Your goal: Please format every line of the records below as a Markdown table with the columns Row and Line, numbering rows in order and skipping blank lines.
"""
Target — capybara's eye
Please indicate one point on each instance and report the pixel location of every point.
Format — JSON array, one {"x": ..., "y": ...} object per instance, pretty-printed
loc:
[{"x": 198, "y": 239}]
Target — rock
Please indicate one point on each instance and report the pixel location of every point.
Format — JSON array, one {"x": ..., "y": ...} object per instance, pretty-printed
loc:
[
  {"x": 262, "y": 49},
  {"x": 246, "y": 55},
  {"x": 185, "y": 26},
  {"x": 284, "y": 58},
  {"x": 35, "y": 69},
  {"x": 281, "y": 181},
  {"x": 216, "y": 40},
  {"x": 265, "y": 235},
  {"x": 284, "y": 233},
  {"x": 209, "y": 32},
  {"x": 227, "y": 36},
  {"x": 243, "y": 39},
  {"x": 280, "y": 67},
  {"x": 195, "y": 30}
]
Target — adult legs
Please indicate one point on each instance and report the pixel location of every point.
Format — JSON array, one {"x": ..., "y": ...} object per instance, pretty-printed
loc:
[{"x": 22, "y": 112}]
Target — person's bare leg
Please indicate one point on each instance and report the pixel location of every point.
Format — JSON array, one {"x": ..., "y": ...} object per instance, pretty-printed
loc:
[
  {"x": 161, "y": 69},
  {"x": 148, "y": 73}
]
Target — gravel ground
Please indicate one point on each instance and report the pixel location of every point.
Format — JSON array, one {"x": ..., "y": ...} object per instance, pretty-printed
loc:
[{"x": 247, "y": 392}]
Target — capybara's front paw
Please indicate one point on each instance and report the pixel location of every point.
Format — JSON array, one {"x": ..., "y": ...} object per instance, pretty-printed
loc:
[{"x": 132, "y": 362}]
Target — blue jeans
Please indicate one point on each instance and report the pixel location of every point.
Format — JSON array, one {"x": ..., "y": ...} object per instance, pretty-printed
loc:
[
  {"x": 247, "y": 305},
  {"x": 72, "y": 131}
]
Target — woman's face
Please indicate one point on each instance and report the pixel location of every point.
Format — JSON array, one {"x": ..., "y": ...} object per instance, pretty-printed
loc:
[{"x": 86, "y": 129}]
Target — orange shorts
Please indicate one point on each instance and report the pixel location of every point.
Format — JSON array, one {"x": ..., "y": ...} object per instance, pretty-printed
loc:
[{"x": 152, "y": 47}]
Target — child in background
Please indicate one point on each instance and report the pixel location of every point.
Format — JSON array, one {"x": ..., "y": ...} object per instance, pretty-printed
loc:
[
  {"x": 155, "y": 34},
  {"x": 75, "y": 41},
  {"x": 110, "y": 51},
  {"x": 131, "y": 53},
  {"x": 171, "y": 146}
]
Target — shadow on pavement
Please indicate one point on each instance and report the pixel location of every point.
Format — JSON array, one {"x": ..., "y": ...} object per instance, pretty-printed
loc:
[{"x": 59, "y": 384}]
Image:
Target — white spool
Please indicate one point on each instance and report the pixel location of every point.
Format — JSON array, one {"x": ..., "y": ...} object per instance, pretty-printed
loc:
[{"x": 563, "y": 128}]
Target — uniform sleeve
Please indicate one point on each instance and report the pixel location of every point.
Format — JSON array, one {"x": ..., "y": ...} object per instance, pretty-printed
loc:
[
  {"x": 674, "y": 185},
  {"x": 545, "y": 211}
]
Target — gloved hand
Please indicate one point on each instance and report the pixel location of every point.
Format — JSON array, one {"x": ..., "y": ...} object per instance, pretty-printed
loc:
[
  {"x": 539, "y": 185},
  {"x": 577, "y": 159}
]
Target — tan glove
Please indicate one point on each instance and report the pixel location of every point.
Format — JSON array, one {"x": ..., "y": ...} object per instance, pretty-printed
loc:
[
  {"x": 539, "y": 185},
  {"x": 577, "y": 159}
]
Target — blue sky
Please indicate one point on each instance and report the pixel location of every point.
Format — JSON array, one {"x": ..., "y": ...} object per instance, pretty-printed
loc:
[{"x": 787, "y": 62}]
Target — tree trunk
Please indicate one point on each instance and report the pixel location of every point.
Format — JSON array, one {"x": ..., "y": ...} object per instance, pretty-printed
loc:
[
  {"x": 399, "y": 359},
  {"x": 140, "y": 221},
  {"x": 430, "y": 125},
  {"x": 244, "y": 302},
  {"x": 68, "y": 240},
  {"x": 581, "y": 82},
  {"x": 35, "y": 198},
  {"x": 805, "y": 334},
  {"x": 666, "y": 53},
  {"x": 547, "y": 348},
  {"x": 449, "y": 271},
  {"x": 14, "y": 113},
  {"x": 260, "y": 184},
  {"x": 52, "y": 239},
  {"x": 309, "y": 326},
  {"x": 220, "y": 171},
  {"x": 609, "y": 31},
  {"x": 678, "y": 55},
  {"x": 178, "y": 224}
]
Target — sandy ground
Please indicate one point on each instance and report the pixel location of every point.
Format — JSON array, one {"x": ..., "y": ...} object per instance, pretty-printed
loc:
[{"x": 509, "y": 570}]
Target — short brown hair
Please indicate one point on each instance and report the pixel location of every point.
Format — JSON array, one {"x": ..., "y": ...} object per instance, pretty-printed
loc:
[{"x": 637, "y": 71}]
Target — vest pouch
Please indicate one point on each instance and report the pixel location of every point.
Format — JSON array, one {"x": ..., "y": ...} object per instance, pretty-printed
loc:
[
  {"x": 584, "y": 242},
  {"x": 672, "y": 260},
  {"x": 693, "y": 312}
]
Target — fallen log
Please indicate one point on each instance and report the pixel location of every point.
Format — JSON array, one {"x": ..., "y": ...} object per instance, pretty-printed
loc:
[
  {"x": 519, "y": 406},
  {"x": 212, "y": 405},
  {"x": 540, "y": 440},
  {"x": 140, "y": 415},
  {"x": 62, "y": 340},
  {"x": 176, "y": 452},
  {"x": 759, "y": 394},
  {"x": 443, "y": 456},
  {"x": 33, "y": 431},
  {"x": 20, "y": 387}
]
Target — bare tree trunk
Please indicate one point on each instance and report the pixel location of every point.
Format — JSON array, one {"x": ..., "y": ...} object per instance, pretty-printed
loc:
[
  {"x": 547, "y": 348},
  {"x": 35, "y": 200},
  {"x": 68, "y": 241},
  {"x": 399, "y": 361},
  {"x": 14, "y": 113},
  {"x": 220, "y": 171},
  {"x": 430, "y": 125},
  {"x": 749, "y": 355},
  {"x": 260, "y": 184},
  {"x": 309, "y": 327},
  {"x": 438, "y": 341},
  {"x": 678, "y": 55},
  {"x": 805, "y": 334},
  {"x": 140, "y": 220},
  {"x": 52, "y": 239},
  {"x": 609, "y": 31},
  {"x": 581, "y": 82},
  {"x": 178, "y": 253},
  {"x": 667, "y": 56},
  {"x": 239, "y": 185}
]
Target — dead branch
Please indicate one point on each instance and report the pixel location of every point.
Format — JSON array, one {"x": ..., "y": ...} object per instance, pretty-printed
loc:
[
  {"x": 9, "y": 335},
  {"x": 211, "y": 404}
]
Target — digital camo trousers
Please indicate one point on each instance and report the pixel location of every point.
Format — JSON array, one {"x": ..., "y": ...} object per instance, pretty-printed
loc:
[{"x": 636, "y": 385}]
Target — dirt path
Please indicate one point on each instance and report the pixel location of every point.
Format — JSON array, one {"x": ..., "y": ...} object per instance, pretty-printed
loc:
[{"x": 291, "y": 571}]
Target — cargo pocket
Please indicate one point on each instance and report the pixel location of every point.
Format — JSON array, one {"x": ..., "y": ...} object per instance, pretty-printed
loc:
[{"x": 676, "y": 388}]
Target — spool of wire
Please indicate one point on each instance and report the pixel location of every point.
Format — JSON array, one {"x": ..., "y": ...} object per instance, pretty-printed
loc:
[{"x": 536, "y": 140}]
"""
Correct response:
| Row | Line |
|---|---|
| 1 | Target — capybara's eye |
| 2 | Please indicate one point on each instance and report the pixel location of every point. |
| 3 | Format — JSON array, one {"x": ..., "y": ...} object per instance, pretty-printed |
| 4 | loc: |
| 5 | [{"x": 198, "y": 239}] |
| 6 | Target — rock |
| 7 | Please indicate one point on each instance and report the pixel location of every point. |
| 8 | Format — JSON array, one {"x": ..., "y": ...} object per instance, pretty-printed |
| 9 | loc: |
| 10 | [ |
| 11 |   {"x": 262, "y": 49}, |
| 12 |   {"x": 246, "y": 55}, |
| 13 |   {"x": 185, "y": 26}, |
| 14 |   {"x": 284, "y": 58}, |
| 15 |   {"x": 35, "y": 69}, |
| 16 |   {"x": 281, "y": 181}, |
| 17 |   {"x": 216, "y": 40}, |
| 18 |   {"x": 265, "y": 235}, |
| 19 |   {"x": 284, "y": 233}, |
| 20 |   {"x": 209, "y": 32}, |
| 21 |   {"x": 227, "y": 36}, |
| 22 |   {"x": 243, "y": 39}, |
| 23 |   {"x": 280, "y": 67}, |
| 24 |   {"x": 195, "y": 30} |
| 25 | ] |
| 26 | Target — adult legs |
| 27 | Please indicate one point on each instance and report the pixel location of every point. |
| 28 | Format — JSON array, one {"x": ..., "y": ...} object per instance, pretty-printed |
| 29 | loc: |
| 30 | [{"x": 22, "y": 112}] |
| 31 | Target — person's bare leg |
| 32 | Please indicate one point on each instance and report the pixel location of every point. |
| 33 | Format — JSON array, one {"x": ..., "y": ...} object per instance, pretty-printed |
| 34 | loc: |
| 35 | [ |
| 36 |   {"x": 161, "y": 69}, |
| 37 |   {"x": 148, "y": 73} |
| 38 | ] |
| 39 | Target — gravel ground |
| 40 | Please indicate one point on each instance and report the pixel location of every point. |
| 41 | Format — JSON array, one {"x": ..., "y": ...} object per instance, pretty-printed |
| 42 | loc: |
| 43 | [{"x": 247, "y": 392}] |
| 44 | Target — capybara's front paw |
| 45 | Please indicate one point on each instance and report the pixel location of every point. |
| 46 | Format — JSON array, one {"x": ..., "y": ...} object per instance, pretty-printed |
| 47 | loc: |
| 48 | [{"x": 132, "y": 362}] |
| 49 | Target — blue jeans |
| 50 | Please indicate one point on each instance and report the pixel location of every point. |
| 51 | Format — JSON array, one {"x": ..., "y": ...} object per instance, pretty-printed |
| 52 | loc: |
| 53 | [ |
| 54 |   {"x": 247, "y": 305}, |
| 55 |   {"x": 72, "y": 131} |
| 56 | ] |
| 57 | Target — woman's face |
| 58 | Please indicate one point on each instance and report the pixel location of every point. |
| 59 | Format — JSON array, one {"x": ..., "y": ...} object per instance, pretty-printed |
| 60 | loc: |
| 61 | [{"x": 86, "y": 129}] |
| 62 | Target — orange shorts |
| 63 | Please indicate one point on each instance and report the pixel location of every point. |
| 64 | Format — JSON array, one {"x": ..., "y": ...} object per instance, pretty-printed |
| 65 | loc: |
| 66 | [{"x": 152, "y": 47}] |
| 67 | Target — child in background |
| 68 | Please indicate one point on each instance and report the pixel location of every point. |
| 69 | Format — JSON array, one {"x": ..., "y": ...} object per instance, pretty-printed |
| 70 | loc: |
| 71 | [ |
| 72 |   {"x": 155, "y": 34}, |
| 73 |   {"x": 75, "y": 41}, |
| 74 |   {"x": 110, "y": 51}, |
| 75 |   {"x": 131, "y": 53}, |
| 76 |   {"x": 171, "y": 146} |
| 77 | ] |
| 78 | Target — shadow on pavement |
| 79 | Please indicate one point on each instance and report the pixel location of every point. |
| 80 | Format — JSON array, one {"x": ..., "y": ...} object per instance, pretty-printed |
| 81 | loc: |
| 82 | [{"x": 59, "y": 384}] |
| 83 | Image: |
| 84 | Target — white spool |
| 85 | Please indicate one point on each instance and report the pixel location of every point. |
| 86 | Format — JSON array, one {"x": ..., "y": ...} object per instance, pretty-printed |
| 87 | loc: |
| 88 | [{"x": 563, "y": 128}] |
| 89 | Target — uniform sleeve |
| 90 | Please indicate one point on each instance and report the pixel location of every point. |
| 91 | Format — JSON array, one {"x": ..., "y": ...} object per instance, pretty-printed |
| 92 | loc: |
| 93 | [ |
| 94 |   {"x": 674, "y": 185}, |
| 95 |   {"x": 545, "y": 211} |
| 96 | ] |
| 97 | Target — gloved hand |
| 98 | Please indicate one point on each instance and report the pixel location of every point. |
| 99 | Format — JSON array, one {"x": ..., "y": ...} object per instance, pretty-printed |
| 100 | loc: |
| 101 | [ |
| 102 |   {"x": 539, "y": 185}, |
| 103 |   {"x": 577, "y": 159} |
| 104 | ] |
| 105 | Target — tan glove |
| 106 | Please indicate one point on each instance and report the pixel location of every point. |
| 107 | Format — JSON array, one {"x": ..., "y": ...} object per instance, pretty-printed |
| 108 | loc: |
| 109 | [ |
| 110 |   {"x": 539, "y": 185}, |
| 111 |   {"x": 577, "y": 159} |
| 112 | ] |
| 113 | Target — blue sky |
| 114 | Please indicate one point on each instance and report the pixel location of every point. |
| 115 | Format — JSON array, one {"x": ..., "y": ...} object per instance, pretty-printed |
| 116 | loc: |
| 117 | [{"x": 787, "y": 62}] |
| 118 | Target — tree trunk |
| 119 | Please indicate one point on each instance and report the pixel location of every point. |
| 120 | Format — JSON array, one {"x": ..., "y": ...} object per instance, pretty-printed |
| 121 | loc: |
| 122 | [ |
| 123 |   {"x": 399, "y": 359}, |
| 124 |   {"x": 140, "y": 221}, |
| 125 |   {"x": 430, "y": 125}, |
| 126 |   {"x": 244, "y": 302}, |
| 127 |   {"x": 68, "y": 240}, |
| 128 |   {"x": 581, "y": 82}, |
| 129 |   {"x": 35, "y": 198}, |
| 130 |   {"x": 805, "y": 334}, |
| 131 |   {"x": 666, "y": 53}, |
| 132 |   {"x": 547, "y": 348}, |
| 133 |   {"x": 449, "y": 271}, |
| 134 |   {"x": 14, "y": 113}, |
| 135 |   {"x": 260, "y": 184}, |
| 136 |   {"x": 52, "y": 239}, |
| 137 |   {"x": 309, "y": 326}, |
| 138 |   {"x": 220, "y": 171}, |
| 139 |   {"x": 609, "y": 31}, |
| 140 |   {"x": 678, "y": 55}, |
| 141 |   {"x": 178, "y": 224} |
| 142 | ] |
| 143 | Target — sandy ground |
| 144 | Please indicate one point on each instance and report the pixel location of every point. |
| 145 | Format — JSON array, one {"x": ..., "y": ...} object per instance, pretty-printed |
| 146 | loc: |
| 147 | [{"x": 509, "y": 570}] |
| 148 | Target — short brown hair |
| 149 | Please indicate one point on each instance and report the pixel location of every point. |
| 150 | Format — JSON array, one {"x": ..., "y": ...} object per instance, pretty-printed |
| 151 | loc: |
| 152 | [{"x": 637, "y": 71}] |
| 153 | Target — vest pouch |
| 154 | Please indicate one point on each instance and report the pixel location of every point. |
| 155 | Format — JSON array, one {"x": ..., "y": ...} object per instance, pretty-printed |
| 156 | loc: |
| 157 | [ |
| 158 |   {"x": 584, "y": 242}, |
| 159 |   {"x": 672, "y": 260}, |
| 160 |   {"x": 693, "y": 312} |
| 161 | ] |
| 162 | Target — fallen log |
| 163 | Please indicate one point on each instance and report the pixel location of every point. |
| 164 | Format — JSON array, one {"x": ..., "y": ...} object per instance, pretty-printed |
| 165 | loc: |
| 166 | [ |
| 167 |   {"x": 519, "y": 406}, |
| 168 |   {"x": 212, "y": 405}, |
| 169 |   {"x": 540, "y": 440}, |
| 170 |   {"x": 140, "y": 415}, |
| 171 |   {"x": 62, "y": 340}, |
| 172 |   {"x": 176, "y": 452}, |
| 173 |   {"x": 759, "y": 394}, |
| 174 |   {"x": 443, "y": 456}, |
| 175 |   {"x": 33, "y": 431}, |
| 176 |   {"x": 20, "y": 387} |
| 177 | ] |
| 178 | Target — bare tree trunk |
| 179 | Please indicate one point on each instance and report the pixel location of every point. |
| 180 | Format — JSON array, one {"x": ..., "y": ...} object per instance, pretty-printed |
| 181 | loc: |
| 182 | [ |
| 183 |   {"x": 547, "y": 348}, |
| 184 |   {"x": 35, "y": 200}, |
| 185 |   {"x": 68, "y": 241}, |
| 186 |   {"x": 399, "y": 361}, |
| 187 |   {"x": 14, "y": 113}, |
| 188 |   {"x": 220, "y": 171}, |
| 189 |   {"x": 430, "y": 125}, |
| 190 |   {"x": 749, "y": 355}, |
| 191 |   {"x": 260, "y": 184}, |
| 192 |   {"x": 309, "y": 327}, |
| 193 |   {"x": 438, "y": 341}, |
| 194 |   {"x": 678, "y": 55}, |
| 195 |   {"x": 805, "y": 334}, |
| 196 |   {"x": 140, "y": 220}, |
| 197 |   {"x": 52, "y": 239}, |
| 198 |   {"x": 609, "y": 31}, |
| 199 |   {"x": 581, "y": 82}, |
| 200 |   {"x": 178, "y": 253}, |
| 201 |   {"x": 667, "y": 56}, |
| 202 |   {"x": 239, "y": 185} |
| 203 | ] |
| 204 | Target — dead branch |
| 205 | Please indicate one point on each instance and report the pixel location of every point. |
| 206 | Format — JSON array, one {"x": ..., "y": ...} object per instance, pretty-printed |
| 207 | loc: |
| 208 | [ |
| 209 |   {"x": 9, "y": 335}, |
| 210 |   {"x": 211, "y": 404} |
| 211 | ] |
| 212 | Target — digital camo trousers |
| 213 | Please indicate one point on each instance and report the pixel location of every point. |
| 214 | Format — JSON array, one {"x": ..., "y": ...} object per instance, pretty-printed |
| 215 | loc: |
| 216 | [{"x": 636, "y": 385}] |
| 217 | Target — dirt path |
| 218 | Please indicate one point on each instance and report the pixel location of every point. |
| 219 | Format — JSON array, one {"x": ..., "y": ...} object per instance, pretty-printed |
| 220 | loc: |
| 221 | [{"x": 291, "y": 571}] |
| 222 | Target — cargo pocket |
| 223 | Please indicate one point on each instance and report the pixel location of every point. |
| 224 | Format — JSON array, one {"x": ..., "y": ...} object per instance, pretty-printed |
| 225 | loc: |
| 226 | [{"x": 676, "y": 388}] |
| 227 | Target — spool of wire |
| 228 | Please indicate one point on each instance and report the pixel location of every point. |
| 229 | Format — JSON array, one {"x": ..., "y": ...} object per instance, pretty-printed |
| 230 | loc: |
| 231 | [{"x": 536, "y": 140}] |